__Data in this exercise__:

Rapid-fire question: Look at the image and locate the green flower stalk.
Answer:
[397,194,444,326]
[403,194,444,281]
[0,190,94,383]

__To be done__: Could you copy out each of the entries above, word for word?

__Result of the exercise__:
Rapid-fire question: Look at the image and locate the green flower stalk.
Answer:
[397,194,444,326]
[403,194,444,281]
[0,190,94,383]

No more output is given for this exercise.